#### Problem to work on
Repeat every one of the records below verbatim, line for line and in the same order.

::: Record excerpts

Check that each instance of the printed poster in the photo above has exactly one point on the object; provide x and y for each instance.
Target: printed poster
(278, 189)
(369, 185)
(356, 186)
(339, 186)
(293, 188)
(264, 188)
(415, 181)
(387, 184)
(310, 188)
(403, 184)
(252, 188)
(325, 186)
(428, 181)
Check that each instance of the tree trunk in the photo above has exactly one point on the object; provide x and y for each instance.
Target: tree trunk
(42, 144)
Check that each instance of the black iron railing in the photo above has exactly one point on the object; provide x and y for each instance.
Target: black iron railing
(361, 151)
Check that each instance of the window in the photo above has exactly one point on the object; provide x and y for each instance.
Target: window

::::::

#### Reply to the exercise
Check that each instance of the printed poster in the photo above has exactly one point on the object; provide x and y for each instance.
Target: printed poster
(278, 189)
(369, 185)
(356, 186)
(339, 186)
(293, 188)
(264, 188)
(415, 181)
(387, 184)
(310, 188)
(403, 184)
(252, 188)
(325, 186)
(428, 181)
Check that each instance of the tree trunk in the photo above has exactly one point on the object; provide x and y for each instance.
Target: tree trunk
(42, 144)
Check that each instance of the black iron railing in the photo above has exactly one point on the object; provide x and y for each instance.
Target: black iron railing
(361, 151)
Check that each instance of the window in the photo above has exactly one point on the object; provide x and y for each instance.
Target: window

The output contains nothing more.